» Set exercise: Set out the lines of the records that run from the line containing "- **Object to detect**: the oven window" through the line containing "top-left (84, 308), bottom-right (178, 379)" as a Markdown table with two columns, Row and Line. Number each line in order, and leave out any blank lines.
START Extracted entries
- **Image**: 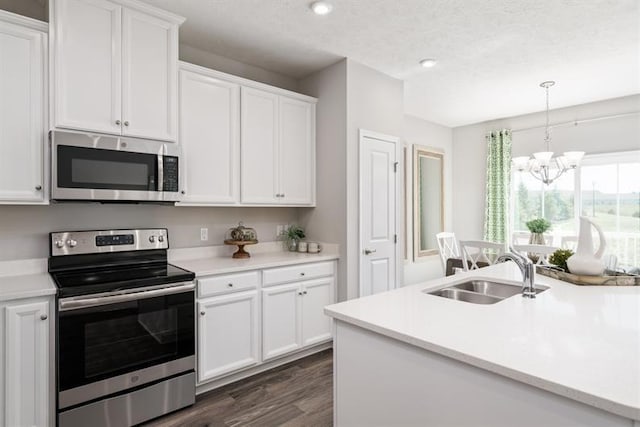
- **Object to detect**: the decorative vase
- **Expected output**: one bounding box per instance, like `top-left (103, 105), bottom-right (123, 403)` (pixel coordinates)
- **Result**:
top-left (567, 216), bottom-right (607, 276)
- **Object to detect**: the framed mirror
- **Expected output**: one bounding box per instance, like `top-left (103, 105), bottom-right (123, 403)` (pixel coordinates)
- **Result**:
top-left (413, 145), bottom-right (444, 260)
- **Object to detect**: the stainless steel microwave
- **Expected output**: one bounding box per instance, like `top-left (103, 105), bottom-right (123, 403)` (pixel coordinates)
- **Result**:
top-left (49, 130), bottom-right (181, 202)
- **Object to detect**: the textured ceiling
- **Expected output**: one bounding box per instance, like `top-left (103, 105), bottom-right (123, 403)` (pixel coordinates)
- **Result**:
top-left (139, 0), bottom-right (640, 126)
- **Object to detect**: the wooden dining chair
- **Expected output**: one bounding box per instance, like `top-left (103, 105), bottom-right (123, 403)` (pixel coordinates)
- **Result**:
top-left (513, 245), bottom-right (559, 265)
top-left (460, 240), bottom-right (504, 271)
top-left (436, 231), bottom-right (460, 274)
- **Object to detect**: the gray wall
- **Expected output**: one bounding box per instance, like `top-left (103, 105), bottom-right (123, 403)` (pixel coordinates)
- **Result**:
top-left (453, 95), bottom-right (640, 246)
top-left (0, 203), bottom-right (298, 261)
top-left (300, 60), bottom-right (347, 301)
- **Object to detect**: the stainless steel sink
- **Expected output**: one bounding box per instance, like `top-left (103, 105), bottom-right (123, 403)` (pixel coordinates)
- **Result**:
top-left (425, 279), bottom-right (549, 304)
top-left (429, 288), bottom-right (502, 304)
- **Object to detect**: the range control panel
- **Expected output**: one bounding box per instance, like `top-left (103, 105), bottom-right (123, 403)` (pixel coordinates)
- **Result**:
top-left (49, 228), bottom-right (169, 256)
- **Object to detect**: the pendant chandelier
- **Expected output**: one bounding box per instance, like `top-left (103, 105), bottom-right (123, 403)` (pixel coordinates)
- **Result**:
top-left (513, 81), bottom-right (584, 185)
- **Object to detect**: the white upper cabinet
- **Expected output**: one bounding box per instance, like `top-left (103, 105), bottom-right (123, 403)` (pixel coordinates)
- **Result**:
top-left (240, 87), bottom-right (280, 204)
top-left (240, 87), bottom-right (315, 206)
top-left (122, 9), bottom-right (178, 140)
top-left (0, 11), bottom-right (47, 204)
top-left (50, 0), bottom-right (183, 141)
top-left (279, 96), bottom-right (315, 205)
top-left (180, 64), bottom-right (240, 205)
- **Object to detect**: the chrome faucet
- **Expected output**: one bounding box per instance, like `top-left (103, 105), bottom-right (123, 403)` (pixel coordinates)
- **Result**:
top-left (496, 247), bottom-right (536, 298)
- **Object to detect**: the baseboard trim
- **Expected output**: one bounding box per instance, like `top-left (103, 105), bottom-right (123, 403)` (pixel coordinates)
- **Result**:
top-left (196, 340), bottom-right (333, 395)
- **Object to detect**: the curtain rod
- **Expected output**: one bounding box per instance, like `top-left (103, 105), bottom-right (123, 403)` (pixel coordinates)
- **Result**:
top-left (511, 111), bottom-right (640, 133)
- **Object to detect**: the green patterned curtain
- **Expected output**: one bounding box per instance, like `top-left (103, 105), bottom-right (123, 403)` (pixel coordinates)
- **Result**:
top-left (484, 129), bottom-right (511, 243)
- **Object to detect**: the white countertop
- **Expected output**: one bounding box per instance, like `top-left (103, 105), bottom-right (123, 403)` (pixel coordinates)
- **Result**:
top-left (0, 259), bottom-right (57, 302)
top-left (325, 262), bottom-right (640, 420)
top-left (169, 242), bottom-right (339, 277)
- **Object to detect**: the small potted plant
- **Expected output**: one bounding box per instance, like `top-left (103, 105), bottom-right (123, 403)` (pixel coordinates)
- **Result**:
top-left (284, 224), bottom-right (306, 252)
top-left (526, 218), bottom-right (551, 245)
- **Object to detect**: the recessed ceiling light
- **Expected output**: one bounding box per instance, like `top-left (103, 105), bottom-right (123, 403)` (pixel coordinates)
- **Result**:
top-left (310, 1), bottom-right (333, 15)
top-left (420, 58), bottom-right (438, 68)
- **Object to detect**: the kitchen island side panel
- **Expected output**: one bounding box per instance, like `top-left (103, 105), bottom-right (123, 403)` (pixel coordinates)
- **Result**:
top-left (334, 321), bottom-right (634, 427)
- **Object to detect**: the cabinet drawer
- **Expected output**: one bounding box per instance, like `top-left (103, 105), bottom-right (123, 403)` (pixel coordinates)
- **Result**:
top-left (198, 271), bottom-right (260, 297)
top-left (263, 262), bottom-right (333, 286)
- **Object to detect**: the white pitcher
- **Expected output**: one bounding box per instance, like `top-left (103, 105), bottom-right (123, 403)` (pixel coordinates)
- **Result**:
top-left (567, 216), bottom-right (607, 276)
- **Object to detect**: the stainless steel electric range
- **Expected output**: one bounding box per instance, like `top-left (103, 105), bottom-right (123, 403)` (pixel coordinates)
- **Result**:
top-left (49, 229), bottom-right (195, 427)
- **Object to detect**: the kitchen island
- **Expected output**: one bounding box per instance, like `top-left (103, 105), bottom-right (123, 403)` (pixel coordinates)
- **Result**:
top-left (325, 262), bottom-right (640, 427)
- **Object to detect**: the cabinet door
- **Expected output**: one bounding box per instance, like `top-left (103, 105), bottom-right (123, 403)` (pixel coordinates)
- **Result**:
top-left (0, 18), bottom-right (47, 203)
top-left (3, 301), bottom-right (50, 426)
top-left (198, 291), bottom-right (260, 382)
top-left (279, 96), bottom-right (315, 205)
top-left (122, 9), bottom-right (178, 141)
top-left (180, 70), bottom-right (240, 204)
top-left (262, 283), bottom-right (302, 360)
top-left (302, 277), bottom-right (335, 346)
top-left (240, 87), bottom-right (280, 204)
top-left (51, 0), bottom-right (122, 134)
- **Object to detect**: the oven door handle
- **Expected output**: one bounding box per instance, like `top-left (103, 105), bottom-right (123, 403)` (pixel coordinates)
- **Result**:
top-left (58, 283), bottom-right (196, 311)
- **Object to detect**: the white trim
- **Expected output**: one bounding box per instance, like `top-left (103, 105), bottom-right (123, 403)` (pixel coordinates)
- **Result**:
top-left (178, 61), bottom-right (318, 104)
top-left (109, 0), bottom-right (187, 25)
top-left (0, 9), bottom-right (49, 33)
top-left (357, 129), bottom-right (404, 296)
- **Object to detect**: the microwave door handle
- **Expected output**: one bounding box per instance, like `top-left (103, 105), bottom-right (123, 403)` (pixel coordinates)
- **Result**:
top-left (158, 154), bottom-right (164, 191)
top-left (59, 283), bottom-right (196, 311)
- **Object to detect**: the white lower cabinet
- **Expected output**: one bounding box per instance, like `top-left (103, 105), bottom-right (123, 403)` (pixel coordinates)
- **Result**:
top-left (198, 290), bottom-right (260, 382)
top-left (262, 277), bottom-right (334, 360)
top-left (0, 298), bottom-right (53, 426)
top-left (197, 261), bottom-right (336, 384)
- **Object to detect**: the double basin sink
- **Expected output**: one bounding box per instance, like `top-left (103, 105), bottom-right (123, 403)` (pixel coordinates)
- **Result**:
top-left (424, 279), bottom-right (549, 304)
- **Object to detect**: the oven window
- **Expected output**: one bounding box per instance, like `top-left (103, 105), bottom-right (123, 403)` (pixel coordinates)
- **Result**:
top-left (57, 145), bottom-right (158, 191)
top-left (58, 291), bottom-right (195, 391)
top-left (84, 308), bottom-right (178, 379)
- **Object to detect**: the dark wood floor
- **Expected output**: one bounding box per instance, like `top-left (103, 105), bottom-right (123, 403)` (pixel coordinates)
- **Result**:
top-left (145, 350), bottom-right (333, 427)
END Extracted entries
» Completed exercise:
| Row | Line |
|---|---|
| 1 | - **Object to detect**: the oven window |
| 2 | - **Expected output**: one bounding box per instance, like `top-left (103, 105), bottom-right (123, 403)` (pixel coordinates) |
| 3 | - **Result**: |
| 4 | top-left (57, 145), bottom-right (158, 191) |
| 5 | top-left (58, 291), bottom-right (195, 391) |
| 6 | top-left (84, 308), bottom-right (178, 379) |